[Apply what you read]
1) List the three experiences named after "The Experience:" in the passage on ownership responses.
2) Transcribe the part of the passage on ownership responses that begins at the words "Ownership Responses: What" and ends after "try ever works.".

[Text passage]
<<<<
The Experience: A Shitty Job.

Non-Ownership Responses:
Why am I always stuck in a shit job? Why doesn't my boss see my worth? Don't I deserve a raise? Why do they pay me minimum wage? Why do they always increase my workload but not my pay? I'll never get out of here. Someday I'll retire rich. Someday someone will do something about this.

Ownership Responses: What stops me from leaving now? How much money do I need before I go? How can I replace my income? What resources will I need and how can I get them? What can I sell to help close the income gap? What can I do to start working toward freedom today? If I try X and succeed then I can retire next year. I'm going to do something about this right now.

The Experience: Starting a Business

Non-Ownership Responses:
Why start something when most people fail? I can't do that because there's too much competition. I don't know how to do that so I can't. I don't have experience so I can't. I'm not good at talking to people so I can't. I don't have any money so I can't. I need someone to show me step-by-step what to do. I already tried and failed. I'm no good at business. I can't come up with ideas. Nothing I try ever works.

Ownership Responses: How can I succeed where most people fail? What can I do differently from the competition? How else can I overcome the competition? I don't know how to do X so I'll learn. I don't have experience so I'll get some. I'm not good at talking to people, so I'll talk to three times as many people this week. I don't have any money so I'll sell something, crowdfund it, talk with investors, take out a loan, put it on credit, start a side-hustle, get a second job, teach a night course, freelance. I appreciate the experiences of others, but I'll figure this out even if nobody helps me at all. I tried and failed, here's why I think it happened and what I'll do differently going forward. I can't come up with good ideas while playing video games so I'll go for a walk. Nothing I try has worked so far, but there's a billion other things to try so I won't quit.

The Experience: A Business Coach

Non-Ownership Responses:
I did due diligence by reading the reviews right on the sales page. I paid $5,000 for this coach to transform my life completely but they didn't make me money or force me to do the steps. The coach said they would help me achieve success, but I didn't succeed. I hate coaches because they're mostly all scams who just want to take your money. Why don't coaches ever give me step-by-step instructions? Why don't coaches ever make me rich? I've paid $10,000 to coaches and I'm still stuck in a low-paying job with no business and no wealth.
>>>>
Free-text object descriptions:
<<<<
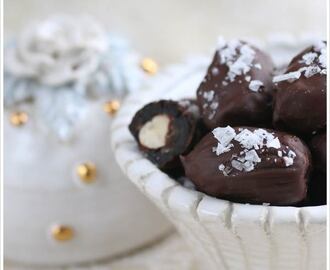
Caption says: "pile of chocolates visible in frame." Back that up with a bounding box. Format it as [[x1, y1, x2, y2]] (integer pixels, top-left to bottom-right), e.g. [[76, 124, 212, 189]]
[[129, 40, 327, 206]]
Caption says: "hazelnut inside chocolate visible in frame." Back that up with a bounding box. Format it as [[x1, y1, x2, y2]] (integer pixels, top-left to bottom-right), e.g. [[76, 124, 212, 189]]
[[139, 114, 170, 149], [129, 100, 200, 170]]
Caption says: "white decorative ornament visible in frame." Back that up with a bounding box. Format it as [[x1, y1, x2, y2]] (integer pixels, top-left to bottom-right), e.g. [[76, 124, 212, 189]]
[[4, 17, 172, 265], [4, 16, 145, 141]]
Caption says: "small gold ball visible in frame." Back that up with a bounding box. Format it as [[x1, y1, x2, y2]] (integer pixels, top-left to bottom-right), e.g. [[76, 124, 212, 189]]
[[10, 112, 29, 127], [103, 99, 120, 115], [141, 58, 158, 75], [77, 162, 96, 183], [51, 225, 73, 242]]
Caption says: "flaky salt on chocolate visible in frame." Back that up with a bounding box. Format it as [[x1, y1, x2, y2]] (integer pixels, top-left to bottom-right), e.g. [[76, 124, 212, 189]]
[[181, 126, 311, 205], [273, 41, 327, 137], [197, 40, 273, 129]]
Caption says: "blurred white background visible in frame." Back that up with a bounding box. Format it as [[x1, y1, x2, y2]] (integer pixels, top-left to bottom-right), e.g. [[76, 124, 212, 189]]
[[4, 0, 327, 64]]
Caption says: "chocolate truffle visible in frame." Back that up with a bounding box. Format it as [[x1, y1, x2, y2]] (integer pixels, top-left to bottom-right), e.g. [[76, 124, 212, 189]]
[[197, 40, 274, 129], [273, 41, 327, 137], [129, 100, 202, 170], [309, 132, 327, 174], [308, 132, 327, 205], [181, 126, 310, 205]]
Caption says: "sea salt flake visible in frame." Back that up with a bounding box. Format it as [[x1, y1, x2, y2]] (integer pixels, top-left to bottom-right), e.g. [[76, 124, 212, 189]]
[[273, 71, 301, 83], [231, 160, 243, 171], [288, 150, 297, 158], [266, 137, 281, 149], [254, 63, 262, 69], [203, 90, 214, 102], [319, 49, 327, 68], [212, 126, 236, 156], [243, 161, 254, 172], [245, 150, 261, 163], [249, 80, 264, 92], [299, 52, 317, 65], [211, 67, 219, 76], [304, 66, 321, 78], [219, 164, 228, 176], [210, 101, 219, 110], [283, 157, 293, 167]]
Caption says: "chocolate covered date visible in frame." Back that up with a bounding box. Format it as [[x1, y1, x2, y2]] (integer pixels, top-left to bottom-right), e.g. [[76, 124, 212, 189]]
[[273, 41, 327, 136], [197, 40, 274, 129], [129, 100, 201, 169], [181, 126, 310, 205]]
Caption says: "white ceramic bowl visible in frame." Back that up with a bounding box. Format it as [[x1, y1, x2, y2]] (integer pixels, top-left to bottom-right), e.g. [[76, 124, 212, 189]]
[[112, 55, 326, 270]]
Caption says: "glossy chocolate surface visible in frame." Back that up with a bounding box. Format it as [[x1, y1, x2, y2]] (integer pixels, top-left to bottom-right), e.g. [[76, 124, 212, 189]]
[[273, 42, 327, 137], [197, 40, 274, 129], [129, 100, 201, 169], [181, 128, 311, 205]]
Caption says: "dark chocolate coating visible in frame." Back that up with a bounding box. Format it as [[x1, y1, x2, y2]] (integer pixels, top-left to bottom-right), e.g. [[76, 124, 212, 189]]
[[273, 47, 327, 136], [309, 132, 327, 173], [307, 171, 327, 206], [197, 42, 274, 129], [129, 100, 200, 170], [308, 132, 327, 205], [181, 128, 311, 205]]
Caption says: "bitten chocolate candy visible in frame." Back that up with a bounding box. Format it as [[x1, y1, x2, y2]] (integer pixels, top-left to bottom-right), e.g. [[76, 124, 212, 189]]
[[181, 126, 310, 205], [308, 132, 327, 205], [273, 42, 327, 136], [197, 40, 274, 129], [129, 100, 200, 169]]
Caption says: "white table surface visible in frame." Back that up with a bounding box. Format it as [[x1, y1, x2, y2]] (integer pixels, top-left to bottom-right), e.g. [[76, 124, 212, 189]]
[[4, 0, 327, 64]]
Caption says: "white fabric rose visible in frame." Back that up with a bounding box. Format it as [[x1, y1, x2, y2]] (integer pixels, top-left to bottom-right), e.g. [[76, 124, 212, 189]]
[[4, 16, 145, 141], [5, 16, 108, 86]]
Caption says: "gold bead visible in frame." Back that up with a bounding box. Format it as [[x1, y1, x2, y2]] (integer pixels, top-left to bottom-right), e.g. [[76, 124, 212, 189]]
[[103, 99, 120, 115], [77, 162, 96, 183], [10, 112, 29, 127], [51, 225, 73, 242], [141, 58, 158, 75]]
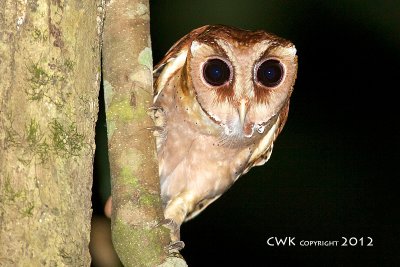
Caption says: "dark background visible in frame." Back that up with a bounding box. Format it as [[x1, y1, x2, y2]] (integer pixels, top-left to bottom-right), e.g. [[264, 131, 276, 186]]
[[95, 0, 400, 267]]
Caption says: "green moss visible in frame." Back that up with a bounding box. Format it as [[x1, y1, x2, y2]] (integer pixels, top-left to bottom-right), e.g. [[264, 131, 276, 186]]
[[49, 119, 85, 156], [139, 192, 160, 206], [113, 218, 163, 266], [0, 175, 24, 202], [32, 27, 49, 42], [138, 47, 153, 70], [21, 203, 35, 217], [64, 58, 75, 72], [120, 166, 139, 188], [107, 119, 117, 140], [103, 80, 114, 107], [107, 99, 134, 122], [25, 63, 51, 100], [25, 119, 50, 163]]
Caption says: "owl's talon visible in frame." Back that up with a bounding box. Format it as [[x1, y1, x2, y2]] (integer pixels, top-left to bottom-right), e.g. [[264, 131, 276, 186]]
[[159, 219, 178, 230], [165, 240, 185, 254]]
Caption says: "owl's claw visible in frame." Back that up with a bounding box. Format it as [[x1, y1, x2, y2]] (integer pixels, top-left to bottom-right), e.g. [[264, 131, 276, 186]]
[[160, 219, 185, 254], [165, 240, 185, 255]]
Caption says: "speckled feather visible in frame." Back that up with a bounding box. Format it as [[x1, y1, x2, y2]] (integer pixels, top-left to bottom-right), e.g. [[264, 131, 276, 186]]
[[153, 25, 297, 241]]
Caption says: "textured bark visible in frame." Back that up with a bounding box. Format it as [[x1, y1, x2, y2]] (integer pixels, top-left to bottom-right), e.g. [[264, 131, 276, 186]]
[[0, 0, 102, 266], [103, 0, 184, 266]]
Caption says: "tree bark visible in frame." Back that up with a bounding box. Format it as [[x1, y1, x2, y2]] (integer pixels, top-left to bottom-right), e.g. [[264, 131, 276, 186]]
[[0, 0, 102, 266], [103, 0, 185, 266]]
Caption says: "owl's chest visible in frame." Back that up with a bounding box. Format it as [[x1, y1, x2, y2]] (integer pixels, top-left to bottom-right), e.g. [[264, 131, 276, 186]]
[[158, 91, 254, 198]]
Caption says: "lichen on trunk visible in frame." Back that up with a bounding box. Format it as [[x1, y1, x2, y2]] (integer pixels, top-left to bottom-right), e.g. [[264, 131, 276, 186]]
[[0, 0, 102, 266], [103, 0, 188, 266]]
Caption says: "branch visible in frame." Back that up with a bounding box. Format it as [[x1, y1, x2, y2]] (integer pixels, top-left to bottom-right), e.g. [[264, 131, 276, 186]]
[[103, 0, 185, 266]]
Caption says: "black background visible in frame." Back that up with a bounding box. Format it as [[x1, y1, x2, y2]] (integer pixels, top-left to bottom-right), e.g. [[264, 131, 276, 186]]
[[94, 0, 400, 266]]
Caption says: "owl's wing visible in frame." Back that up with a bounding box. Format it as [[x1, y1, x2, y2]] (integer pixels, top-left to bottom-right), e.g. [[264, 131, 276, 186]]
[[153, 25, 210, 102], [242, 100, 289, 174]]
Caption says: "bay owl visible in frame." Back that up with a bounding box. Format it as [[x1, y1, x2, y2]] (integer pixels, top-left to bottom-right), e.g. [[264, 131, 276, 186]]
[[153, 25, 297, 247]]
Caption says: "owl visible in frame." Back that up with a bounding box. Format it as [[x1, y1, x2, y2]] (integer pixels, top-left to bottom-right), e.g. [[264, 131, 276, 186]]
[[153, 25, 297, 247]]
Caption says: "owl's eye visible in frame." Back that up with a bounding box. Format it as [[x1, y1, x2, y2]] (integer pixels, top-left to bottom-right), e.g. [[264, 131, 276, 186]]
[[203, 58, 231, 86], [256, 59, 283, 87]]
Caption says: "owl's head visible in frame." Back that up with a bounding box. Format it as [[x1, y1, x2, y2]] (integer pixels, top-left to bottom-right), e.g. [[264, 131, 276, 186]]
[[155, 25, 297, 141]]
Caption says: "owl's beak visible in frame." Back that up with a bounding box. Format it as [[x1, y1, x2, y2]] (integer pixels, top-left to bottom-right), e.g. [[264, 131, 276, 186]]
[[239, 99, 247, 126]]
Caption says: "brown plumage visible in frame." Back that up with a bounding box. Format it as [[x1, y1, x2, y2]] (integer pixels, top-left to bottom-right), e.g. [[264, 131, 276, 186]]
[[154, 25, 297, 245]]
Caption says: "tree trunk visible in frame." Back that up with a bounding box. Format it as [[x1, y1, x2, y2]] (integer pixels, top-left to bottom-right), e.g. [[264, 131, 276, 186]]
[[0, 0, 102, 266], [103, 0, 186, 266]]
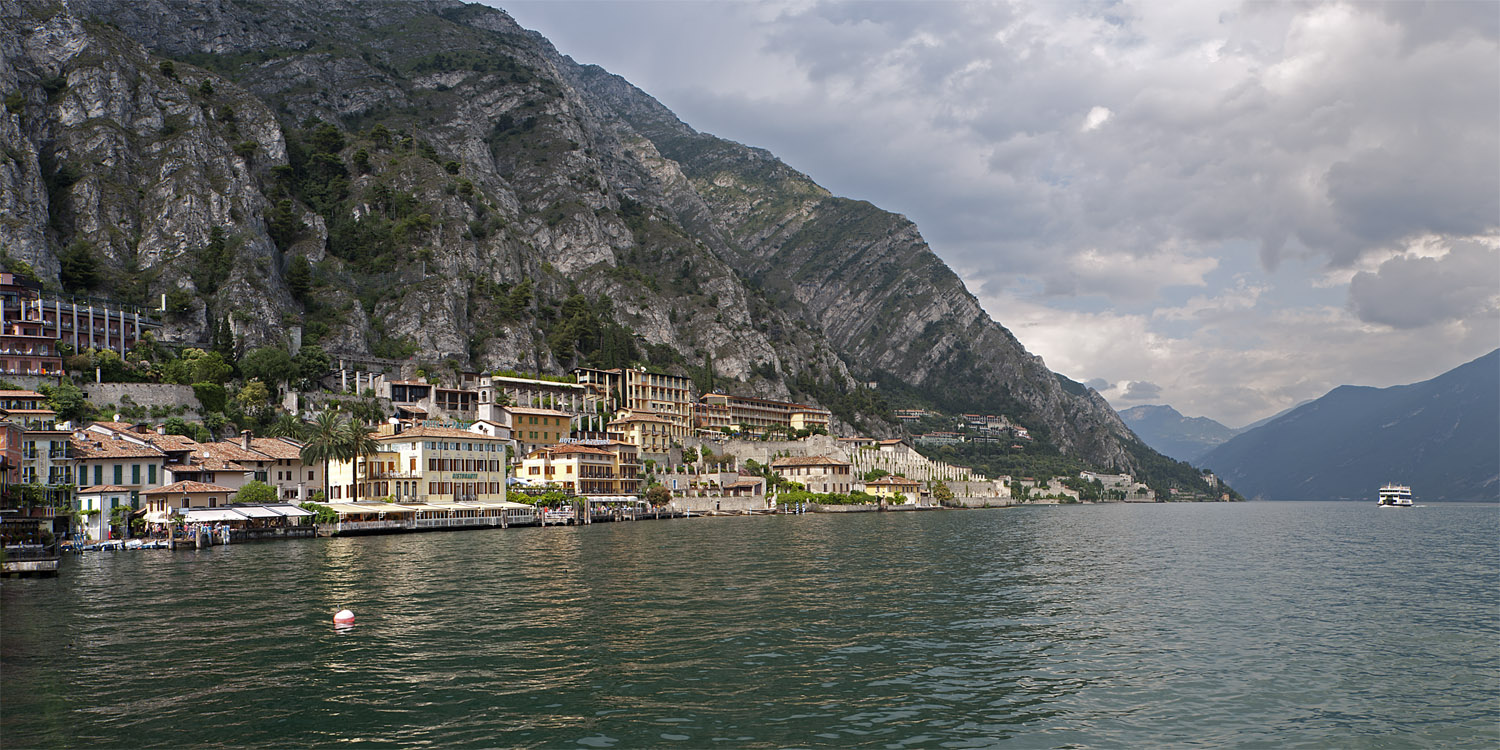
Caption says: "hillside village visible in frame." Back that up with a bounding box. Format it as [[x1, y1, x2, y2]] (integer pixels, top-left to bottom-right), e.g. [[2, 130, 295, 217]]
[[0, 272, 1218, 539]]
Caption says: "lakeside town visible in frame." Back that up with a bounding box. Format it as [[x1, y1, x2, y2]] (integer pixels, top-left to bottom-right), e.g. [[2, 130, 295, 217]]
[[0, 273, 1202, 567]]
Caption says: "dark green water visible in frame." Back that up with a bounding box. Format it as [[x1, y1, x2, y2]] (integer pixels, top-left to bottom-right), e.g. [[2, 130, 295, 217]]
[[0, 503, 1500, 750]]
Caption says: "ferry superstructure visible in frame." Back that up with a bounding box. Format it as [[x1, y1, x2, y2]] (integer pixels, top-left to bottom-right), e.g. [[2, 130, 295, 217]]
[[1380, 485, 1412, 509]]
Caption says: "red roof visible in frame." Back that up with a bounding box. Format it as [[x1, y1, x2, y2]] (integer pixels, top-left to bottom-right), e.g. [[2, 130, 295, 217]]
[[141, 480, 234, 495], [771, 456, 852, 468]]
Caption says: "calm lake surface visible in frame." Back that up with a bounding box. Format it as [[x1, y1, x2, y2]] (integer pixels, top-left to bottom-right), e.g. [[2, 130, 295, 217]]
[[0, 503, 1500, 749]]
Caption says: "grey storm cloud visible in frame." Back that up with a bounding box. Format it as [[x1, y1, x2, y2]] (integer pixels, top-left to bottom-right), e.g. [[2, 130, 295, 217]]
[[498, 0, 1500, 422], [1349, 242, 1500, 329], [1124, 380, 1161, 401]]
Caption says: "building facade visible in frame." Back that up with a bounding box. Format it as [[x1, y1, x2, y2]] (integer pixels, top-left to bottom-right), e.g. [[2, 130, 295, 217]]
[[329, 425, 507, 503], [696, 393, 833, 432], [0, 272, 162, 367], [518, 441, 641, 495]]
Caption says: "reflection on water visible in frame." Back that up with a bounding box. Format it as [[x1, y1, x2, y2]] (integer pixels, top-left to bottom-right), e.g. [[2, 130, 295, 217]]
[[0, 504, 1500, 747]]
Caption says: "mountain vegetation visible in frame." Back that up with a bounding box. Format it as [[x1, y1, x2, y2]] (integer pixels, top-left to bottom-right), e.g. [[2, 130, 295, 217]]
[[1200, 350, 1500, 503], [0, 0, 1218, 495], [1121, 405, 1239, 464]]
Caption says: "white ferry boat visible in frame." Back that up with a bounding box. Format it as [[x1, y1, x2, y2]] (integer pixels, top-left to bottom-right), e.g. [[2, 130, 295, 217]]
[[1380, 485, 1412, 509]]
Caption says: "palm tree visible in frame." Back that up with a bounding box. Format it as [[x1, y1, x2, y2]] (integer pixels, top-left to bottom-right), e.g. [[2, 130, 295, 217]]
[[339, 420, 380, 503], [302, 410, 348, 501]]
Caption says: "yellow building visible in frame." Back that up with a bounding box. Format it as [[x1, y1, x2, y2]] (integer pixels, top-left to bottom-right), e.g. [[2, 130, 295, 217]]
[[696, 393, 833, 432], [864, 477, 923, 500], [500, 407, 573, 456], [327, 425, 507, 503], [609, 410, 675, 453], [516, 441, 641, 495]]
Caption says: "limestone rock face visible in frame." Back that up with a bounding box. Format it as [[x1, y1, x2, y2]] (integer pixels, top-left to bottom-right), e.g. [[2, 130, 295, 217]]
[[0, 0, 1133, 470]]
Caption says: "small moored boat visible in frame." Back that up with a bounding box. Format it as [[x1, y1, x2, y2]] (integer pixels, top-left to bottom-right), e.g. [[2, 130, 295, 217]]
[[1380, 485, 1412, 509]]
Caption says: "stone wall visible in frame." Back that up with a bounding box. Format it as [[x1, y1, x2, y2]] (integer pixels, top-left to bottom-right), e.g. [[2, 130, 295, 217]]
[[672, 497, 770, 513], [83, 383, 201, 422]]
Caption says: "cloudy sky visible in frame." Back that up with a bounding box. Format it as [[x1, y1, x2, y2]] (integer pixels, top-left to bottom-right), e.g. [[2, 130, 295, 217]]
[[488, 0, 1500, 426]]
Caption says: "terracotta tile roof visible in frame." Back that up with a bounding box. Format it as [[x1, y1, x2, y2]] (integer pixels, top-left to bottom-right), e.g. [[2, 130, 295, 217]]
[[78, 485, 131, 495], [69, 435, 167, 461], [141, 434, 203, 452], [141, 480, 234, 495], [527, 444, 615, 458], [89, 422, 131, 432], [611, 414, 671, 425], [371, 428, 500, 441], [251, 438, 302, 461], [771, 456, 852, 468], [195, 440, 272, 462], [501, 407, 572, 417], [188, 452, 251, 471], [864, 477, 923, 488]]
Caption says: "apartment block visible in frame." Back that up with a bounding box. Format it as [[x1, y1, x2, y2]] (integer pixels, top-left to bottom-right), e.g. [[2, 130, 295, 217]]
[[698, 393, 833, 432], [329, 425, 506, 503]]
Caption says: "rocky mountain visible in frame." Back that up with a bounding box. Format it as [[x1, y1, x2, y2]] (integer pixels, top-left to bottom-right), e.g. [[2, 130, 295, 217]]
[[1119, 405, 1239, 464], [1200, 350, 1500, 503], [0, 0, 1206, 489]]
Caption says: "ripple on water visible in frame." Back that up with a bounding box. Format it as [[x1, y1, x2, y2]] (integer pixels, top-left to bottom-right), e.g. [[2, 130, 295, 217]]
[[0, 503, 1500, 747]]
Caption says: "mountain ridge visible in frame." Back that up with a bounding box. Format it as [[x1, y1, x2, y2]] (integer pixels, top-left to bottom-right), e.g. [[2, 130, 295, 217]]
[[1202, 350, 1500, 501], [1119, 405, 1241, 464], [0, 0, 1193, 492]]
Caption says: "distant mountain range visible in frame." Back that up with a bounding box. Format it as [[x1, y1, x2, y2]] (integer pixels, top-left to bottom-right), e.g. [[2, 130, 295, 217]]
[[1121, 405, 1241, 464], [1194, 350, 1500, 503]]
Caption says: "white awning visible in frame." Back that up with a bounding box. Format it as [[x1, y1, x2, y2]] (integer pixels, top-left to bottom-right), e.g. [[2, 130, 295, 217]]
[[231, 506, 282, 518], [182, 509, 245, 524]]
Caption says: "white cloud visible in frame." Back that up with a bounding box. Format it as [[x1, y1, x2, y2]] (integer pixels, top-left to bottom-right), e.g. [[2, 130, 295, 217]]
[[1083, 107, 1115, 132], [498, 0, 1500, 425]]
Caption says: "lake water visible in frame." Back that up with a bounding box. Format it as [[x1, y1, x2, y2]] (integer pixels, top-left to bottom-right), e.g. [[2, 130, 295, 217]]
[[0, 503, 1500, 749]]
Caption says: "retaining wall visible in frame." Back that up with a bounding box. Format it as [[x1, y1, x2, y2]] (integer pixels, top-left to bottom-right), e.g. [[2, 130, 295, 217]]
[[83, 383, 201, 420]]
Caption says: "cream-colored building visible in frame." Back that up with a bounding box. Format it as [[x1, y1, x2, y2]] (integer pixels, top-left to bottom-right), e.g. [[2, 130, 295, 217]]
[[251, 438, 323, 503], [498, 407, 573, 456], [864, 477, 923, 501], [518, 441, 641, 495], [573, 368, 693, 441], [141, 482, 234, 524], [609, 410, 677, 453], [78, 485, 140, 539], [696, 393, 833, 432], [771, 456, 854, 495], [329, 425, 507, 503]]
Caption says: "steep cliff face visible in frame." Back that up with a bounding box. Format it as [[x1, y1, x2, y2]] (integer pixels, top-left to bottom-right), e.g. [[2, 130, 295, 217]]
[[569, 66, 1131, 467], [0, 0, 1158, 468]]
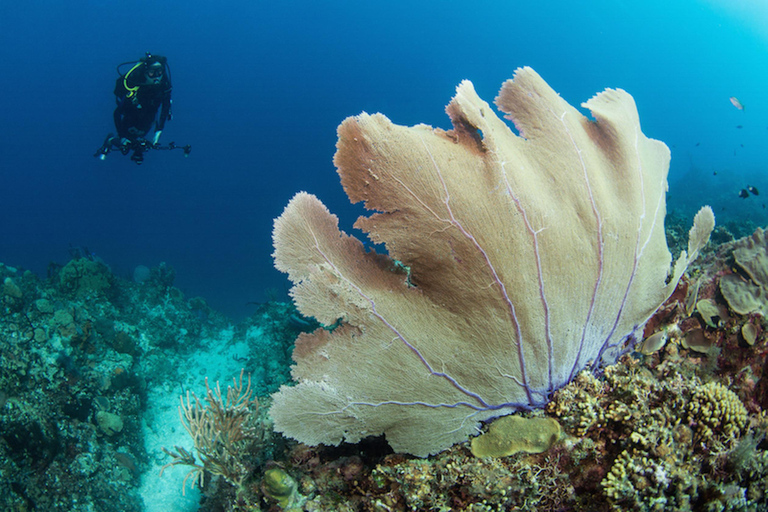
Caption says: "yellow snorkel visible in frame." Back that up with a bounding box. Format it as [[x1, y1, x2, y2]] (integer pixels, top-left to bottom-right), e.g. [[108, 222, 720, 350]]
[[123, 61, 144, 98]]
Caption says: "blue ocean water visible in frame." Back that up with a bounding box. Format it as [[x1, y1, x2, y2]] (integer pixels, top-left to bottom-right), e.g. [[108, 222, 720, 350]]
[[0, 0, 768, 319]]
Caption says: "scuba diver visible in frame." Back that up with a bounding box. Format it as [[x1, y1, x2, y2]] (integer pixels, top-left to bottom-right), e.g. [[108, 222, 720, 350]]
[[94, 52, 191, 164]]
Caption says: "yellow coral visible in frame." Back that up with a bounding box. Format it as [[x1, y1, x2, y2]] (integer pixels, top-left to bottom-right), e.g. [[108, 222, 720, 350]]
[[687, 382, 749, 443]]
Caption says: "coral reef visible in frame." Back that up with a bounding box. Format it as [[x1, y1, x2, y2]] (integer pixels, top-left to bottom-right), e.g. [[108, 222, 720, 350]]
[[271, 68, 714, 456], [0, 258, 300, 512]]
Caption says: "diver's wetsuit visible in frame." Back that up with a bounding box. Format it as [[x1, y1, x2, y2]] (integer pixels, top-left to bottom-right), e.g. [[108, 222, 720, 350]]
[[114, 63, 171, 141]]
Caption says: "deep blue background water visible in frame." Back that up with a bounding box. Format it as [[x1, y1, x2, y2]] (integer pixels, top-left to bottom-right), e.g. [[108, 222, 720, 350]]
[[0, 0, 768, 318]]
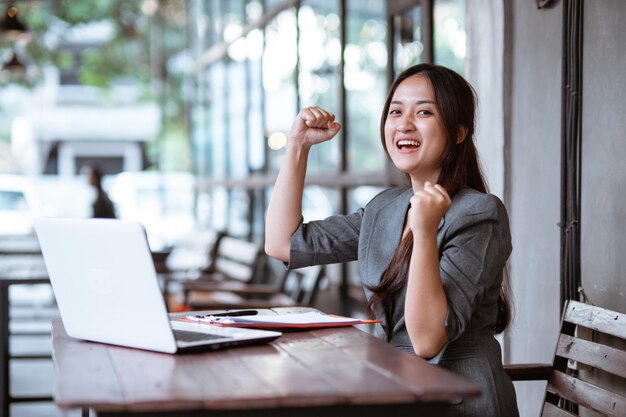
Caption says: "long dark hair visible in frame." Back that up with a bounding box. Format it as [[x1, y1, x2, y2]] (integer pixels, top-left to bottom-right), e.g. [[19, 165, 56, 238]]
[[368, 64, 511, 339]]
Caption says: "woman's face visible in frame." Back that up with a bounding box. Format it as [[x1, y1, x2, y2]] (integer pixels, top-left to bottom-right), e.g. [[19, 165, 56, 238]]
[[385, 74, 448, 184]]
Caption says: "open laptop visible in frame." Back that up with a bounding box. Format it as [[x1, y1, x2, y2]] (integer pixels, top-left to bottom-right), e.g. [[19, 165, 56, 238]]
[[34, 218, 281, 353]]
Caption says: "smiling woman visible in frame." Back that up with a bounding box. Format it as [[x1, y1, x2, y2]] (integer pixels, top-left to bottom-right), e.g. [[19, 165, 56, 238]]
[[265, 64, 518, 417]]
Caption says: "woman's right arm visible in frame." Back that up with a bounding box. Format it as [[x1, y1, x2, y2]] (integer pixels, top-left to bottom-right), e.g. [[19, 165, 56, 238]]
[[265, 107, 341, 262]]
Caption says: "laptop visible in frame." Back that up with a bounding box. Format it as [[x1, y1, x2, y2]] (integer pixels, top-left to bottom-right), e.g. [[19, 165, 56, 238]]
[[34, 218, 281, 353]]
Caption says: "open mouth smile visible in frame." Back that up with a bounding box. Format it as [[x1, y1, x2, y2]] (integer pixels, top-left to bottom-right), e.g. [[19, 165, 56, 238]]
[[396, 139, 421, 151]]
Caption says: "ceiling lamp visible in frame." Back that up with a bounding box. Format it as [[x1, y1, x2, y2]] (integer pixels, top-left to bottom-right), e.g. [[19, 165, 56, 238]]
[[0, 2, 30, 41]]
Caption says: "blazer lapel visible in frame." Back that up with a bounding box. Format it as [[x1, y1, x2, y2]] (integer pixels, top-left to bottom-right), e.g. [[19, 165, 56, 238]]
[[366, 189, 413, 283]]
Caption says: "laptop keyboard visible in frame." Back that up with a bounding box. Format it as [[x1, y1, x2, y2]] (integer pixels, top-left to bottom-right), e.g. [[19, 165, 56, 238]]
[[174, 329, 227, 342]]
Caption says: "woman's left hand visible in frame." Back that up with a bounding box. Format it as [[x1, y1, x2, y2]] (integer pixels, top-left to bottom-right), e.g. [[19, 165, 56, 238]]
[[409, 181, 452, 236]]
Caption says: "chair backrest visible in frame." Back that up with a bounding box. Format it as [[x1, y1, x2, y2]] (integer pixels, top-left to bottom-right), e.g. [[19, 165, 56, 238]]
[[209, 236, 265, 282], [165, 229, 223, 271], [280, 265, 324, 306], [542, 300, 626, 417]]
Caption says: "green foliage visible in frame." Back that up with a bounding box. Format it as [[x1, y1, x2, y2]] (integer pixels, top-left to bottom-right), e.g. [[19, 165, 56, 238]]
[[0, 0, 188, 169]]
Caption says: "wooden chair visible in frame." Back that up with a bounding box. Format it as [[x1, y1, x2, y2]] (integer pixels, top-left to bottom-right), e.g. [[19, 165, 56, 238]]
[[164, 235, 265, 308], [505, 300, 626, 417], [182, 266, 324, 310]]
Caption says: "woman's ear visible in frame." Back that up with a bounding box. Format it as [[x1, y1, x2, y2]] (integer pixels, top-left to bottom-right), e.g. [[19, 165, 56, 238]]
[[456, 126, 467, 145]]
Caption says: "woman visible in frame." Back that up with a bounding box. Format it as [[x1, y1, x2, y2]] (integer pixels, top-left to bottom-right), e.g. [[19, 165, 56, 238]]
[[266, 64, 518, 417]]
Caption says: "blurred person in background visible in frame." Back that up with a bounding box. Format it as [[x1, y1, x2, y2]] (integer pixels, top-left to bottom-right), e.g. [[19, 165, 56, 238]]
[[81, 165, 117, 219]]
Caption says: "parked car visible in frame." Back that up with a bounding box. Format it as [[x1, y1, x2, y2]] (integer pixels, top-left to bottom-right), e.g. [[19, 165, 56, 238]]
>>>>
[Answer section]
1) A Shitty Job; Starting a Business; A Business Coach

2)
Ownership Responses: What stops me from leaving now? How much money do I need before I go? How can I replace my income? What resources will I need and how can I get them? What can I sell to help close the income gap? What can I do to start working toward freedom today? If I try X and succeed then I can retire next year. I'm going to do something about this right now.

The Experience: Starting a Business

Non-Ownership Responses:
Why start something when most people fail? I can't do that because there's too much competition. I don't know how to do that so I can't. I don't have experience so I can't. I'm not good at talking to people so I can't. I don't have any money so I can't. I need someone to show me step-by-step what to do. I already tried and failed. I'm no good at business. I can't come up with ideas. Nothing I try ever works.